▸ Task set:
1. Answer these questions about the mailing list message on mail filtering:
(a) Which setup has the earliest quoted writer not yet seen beaten in Fedora?
(b) At what stage does the middle quoted reply say unwanted mail should be rejected?
(c) Which two aspects make gmail less appealing, according to the final quoted lines?
2. Write the next part of the mailing list message on mail filtering, picking up after its final quoted sentence.

━━━ Document passage ━━━

None of the Above (was Re: Sendmail still default?)

Les Mikesell lesmikesell at gmail.com
Tue Oct 21 13:11:05 UTC 2008


Nicolas Mailhot wrote:
> 
>>> Also filtering mail on MUA startup is just trainwreak recipe.
>>> If you want your MUA to start fast you need to pre-filter junk mail
>>> in
>>> the background (no not everyone uses gmail and gmail is not perfect
>>> anyway).
>>>
>>> So far, I haven't seen anything beating fetchmail + local MTA +
>>> server-side filters + local imap or local maildir delivery in
>>> Fedora.
>> But if you're using fetchmail, it's too late to filter -- because you
>> should be rejecting the stuff you don't want at SMTP time.
>>
>> Filtering wants to be done on the _real_ mail server that accepts
>> incoming mail.
> 
> Sure but many people do not have an ISP that provides clueful
> filtering, and even gmail is not so yummy when you take the privacy
> and no warranty bits into account.

━━━ Material provided ━━━

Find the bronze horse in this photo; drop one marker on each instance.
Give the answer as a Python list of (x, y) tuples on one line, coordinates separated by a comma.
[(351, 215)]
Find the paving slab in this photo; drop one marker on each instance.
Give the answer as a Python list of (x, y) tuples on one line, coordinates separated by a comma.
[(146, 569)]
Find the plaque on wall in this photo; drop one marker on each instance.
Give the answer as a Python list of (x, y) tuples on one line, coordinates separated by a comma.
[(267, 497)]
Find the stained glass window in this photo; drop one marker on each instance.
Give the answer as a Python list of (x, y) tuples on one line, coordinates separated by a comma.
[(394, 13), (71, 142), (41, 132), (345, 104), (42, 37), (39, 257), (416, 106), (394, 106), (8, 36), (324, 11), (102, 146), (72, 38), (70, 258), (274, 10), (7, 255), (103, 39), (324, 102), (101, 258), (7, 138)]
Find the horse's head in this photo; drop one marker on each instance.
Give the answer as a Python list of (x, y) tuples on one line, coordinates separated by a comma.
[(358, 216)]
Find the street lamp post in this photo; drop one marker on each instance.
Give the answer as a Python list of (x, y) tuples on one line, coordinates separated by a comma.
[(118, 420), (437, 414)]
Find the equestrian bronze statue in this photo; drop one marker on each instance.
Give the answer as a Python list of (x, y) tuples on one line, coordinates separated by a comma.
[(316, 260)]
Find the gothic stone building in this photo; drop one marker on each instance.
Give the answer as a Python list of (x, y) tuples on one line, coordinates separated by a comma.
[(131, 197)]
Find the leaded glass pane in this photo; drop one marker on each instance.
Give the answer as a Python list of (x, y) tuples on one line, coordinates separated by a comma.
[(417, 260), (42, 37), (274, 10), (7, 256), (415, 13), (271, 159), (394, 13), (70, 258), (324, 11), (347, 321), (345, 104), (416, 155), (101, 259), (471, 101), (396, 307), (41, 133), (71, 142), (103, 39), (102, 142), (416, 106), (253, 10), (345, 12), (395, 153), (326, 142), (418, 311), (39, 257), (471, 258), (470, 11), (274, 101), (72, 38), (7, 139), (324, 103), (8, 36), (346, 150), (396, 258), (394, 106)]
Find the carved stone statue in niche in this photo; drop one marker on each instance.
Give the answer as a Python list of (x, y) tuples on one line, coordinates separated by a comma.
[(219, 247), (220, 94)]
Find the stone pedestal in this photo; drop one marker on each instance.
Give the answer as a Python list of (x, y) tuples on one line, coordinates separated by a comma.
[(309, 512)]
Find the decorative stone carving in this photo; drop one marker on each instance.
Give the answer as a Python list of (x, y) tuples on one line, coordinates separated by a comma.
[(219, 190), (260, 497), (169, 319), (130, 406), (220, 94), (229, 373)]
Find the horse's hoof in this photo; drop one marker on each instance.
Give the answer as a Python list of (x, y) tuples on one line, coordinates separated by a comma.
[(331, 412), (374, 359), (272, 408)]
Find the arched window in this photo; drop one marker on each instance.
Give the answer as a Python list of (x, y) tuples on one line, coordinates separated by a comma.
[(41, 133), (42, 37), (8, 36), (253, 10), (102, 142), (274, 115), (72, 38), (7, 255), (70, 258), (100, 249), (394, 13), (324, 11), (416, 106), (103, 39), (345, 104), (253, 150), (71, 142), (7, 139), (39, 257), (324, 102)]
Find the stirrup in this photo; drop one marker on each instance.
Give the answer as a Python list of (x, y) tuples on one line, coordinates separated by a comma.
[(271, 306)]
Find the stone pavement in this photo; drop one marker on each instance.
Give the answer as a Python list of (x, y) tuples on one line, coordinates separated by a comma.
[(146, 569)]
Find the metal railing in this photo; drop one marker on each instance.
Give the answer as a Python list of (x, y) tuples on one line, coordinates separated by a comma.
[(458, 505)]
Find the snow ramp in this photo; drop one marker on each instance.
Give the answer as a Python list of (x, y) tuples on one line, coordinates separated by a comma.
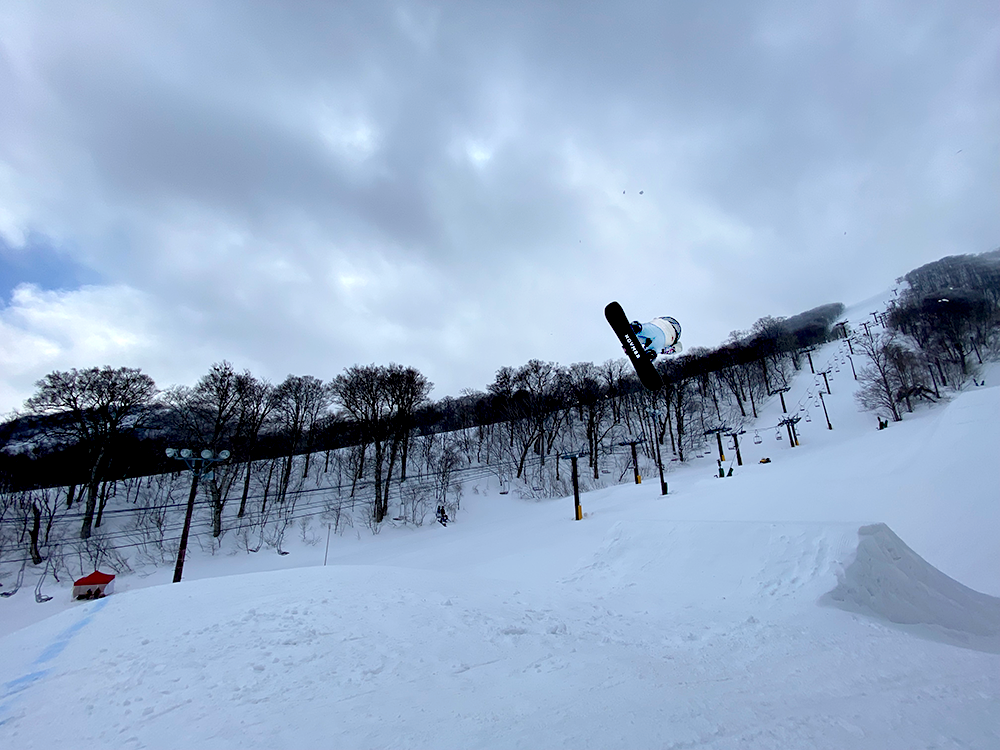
[(889, 581), (864, 569)]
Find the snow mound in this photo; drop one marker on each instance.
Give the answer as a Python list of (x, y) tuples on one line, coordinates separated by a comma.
[(889, 581), (698, 562)]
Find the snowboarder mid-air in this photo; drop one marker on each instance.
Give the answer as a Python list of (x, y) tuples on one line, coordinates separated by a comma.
[(658, 336)]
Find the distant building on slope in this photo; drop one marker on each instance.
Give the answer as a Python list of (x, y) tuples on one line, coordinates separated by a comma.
[(94, 586)]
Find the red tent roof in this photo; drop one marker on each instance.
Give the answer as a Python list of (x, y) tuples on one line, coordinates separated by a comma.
[(95, 579)]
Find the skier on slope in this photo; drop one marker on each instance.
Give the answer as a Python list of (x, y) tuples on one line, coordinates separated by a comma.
[(658, 336)]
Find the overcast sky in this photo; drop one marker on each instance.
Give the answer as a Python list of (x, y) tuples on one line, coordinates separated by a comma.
[(299, 187)]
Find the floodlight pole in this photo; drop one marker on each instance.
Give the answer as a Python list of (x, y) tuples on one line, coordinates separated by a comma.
[(654, 415), (199, 466)]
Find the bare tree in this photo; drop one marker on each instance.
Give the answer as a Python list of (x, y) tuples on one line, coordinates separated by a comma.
[(878, 379), (95, 409)]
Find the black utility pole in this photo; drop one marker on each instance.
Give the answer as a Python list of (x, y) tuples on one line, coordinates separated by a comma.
[(789, 425), (635, 459), (809, 357), (825, 413), (717, 431), (577, 509), (200, 467), (826, 380), (654, 415), (781, 392)]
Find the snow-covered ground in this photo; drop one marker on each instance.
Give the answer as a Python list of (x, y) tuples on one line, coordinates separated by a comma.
[(843, 595)]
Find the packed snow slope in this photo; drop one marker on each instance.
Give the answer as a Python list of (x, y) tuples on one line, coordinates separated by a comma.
[(843, 595)]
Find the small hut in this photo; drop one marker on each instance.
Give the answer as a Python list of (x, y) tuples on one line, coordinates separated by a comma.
[(94, 586)]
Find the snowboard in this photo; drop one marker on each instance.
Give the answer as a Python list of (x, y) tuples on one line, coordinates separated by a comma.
[(644, 366)]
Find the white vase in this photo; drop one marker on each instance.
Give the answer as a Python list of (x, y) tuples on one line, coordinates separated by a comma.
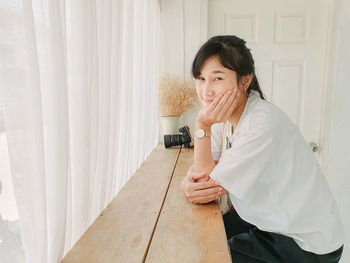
[(170, 125)]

━━━

▸ Responses:
1.
(a) Fetchmail + local MTA + server-side filters + local imap or local maildir delivery.
(b) At SMTP time.
(c) The privacy and no warranty bits.

2.
> 
>> Doing it after fetchmail is almost as bad as doing it
>> in the MUA.
> 
> It's not. It means that when you start your MUA, everything is already
> available and filtered, instead for waiting for (10s or more) seconds
> with a massive CPU pike. That makes a huge user experience difference.

The problems are that you don't have a reasonable choice about what to 
do with questionable items at that point and the mail has already been 
accepted from the sender, establishing that you are a valid target if it 
really is spam, probably getting it put on widely sold lists. If your 
filter generates a bounce it will probably go to a forged address and 
contribute to the problem.  On the other hand if you don't generate a 
bounce and your filter is mistaken, you lose legitimate messages - or 
you have to save them in a folder that you manually check.  If you can 
scan during the smtp conversation with the sender you can just reject at 
that point making it someone else's problem.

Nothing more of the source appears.